» **AIM OF THE EXERCISE**
Write out the following listing's lines from the one with "I need to know where the shrub" to the one with "I need to know where the wall", exactly, with both included and no others.
>>>>>
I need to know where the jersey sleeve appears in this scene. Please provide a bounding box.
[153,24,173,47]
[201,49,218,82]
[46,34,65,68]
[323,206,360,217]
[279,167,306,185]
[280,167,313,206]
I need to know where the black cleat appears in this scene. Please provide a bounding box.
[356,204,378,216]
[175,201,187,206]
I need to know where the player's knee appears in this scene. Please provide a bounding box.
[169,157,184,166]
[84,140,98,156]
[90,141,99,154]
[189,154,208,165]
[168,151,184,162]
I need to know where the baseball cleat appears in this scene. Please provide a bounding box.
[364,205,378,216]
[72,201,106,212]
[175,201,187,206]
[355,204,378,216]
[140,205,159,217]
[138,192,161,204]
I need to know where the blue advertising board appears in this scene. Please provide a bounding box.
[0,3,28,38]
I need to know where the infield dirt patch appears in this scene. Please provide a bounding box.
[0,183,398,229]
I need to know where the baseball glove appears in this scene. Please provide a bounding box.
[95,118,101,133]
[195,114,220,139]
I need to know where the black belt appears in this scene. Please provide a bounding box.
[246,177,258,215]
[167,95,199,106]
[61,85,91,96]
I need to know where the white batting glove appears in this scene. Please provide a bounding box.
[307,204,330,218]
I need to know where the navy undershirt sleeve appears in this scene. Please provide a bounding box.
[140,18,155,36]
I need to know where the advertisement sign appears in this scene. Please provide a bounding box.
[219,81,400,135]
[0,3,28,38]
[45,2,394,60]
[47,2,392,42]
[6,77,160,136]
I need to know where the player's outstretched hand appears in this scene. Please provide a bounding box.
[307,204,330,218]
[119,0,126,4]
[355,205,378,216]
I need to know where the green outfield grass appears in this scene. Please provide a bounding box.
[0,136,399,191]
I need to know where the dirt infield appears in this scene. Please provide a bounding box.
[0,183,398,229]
<<<<<
>>>>>
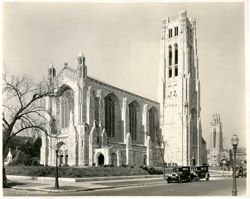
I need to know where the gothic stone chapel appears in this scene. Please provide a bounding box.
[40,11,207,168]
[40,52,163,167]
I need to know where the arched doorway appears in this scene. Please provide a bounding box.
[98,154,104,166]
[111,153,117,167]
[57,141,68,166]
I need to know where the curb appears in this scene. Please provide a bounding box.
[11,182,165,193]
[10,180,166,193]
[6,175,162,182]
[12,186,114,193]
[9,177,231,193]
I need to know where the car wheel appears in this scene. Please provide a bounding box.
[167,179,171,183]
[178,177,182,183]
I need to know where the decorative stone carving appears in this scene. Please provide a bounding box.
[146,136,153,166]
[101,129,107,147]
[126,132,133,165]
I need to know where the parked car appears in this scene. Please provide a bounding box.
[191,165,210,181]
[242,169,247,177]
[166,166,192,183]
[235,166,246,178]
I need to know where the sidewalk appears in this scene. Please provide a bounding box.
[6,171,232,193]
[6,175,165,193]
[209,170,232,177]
<<<<<
>>>>>
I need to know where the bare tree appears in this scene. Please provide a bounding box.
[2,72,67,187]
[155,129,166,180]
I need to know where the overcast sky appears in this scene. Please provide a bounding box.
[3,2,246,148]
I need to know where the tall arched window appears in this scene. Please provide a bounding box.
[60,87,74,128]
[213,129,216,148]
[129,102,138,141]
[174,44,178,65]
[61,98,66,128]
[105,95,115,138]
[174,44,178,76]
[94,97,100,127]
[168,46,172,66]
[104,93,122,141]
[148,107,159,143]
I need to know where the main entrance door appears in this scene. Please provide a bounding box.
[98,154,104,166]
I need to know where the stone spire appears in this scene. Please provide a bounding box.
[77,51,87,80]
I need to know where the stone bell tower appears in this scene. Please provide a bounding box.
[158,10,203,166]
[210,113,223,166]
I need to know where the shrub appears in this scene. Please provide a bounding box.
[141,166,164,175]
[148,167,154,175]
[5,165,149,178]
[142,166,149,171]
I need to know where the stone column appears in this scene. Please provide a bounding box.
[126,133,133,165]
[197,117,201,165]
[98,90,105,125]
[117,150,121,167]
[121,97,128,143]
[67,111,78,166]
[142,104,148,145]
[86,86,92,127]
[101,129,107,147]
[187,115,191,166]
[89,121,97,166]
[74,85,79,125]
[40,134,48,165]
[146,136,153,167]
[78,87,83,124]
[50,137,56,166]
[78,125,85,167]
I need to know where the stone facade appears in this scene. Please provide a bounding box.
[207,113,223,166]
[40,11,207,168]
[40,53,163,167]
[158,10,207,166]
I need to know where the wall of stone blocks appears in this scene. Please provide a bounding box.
<<<<<
» **RESULT FOR THIS EXERCISE**
I need to know where the shrub appears in this scene. Please provide a bounding box.
[141,166,164,175]
[148,167,154,175]
[5,165,149,178]
[142,166,149,171]
I need to know where the stone column appears in this scene. Please provide a bounding box.
[126,133,133,165]
[197,117,201,165]
[98,90,105,125]
[117,150,121,167]
[121,97,128,143]
[67,111,78,166]
[142,104,148,145]
[86,86,92,127]
[101,129,107,147]
[187,115,191,166]
[89,121,97,166]
[74,85,79,125]
[40,134,48,165]
[146,136,153,167]
[78,87,83,124]
[50,137,56,166]
[78,125,85,167]
I need to know where the stone facade appears in this scene. Please provide a bounding box.
[207,113,223,166]
[40,11,207,168]
[40,53,163,167]
[158,10,207,166]
I need to know where the wall of stone blocks appears in this scene. Please provide a bounding box.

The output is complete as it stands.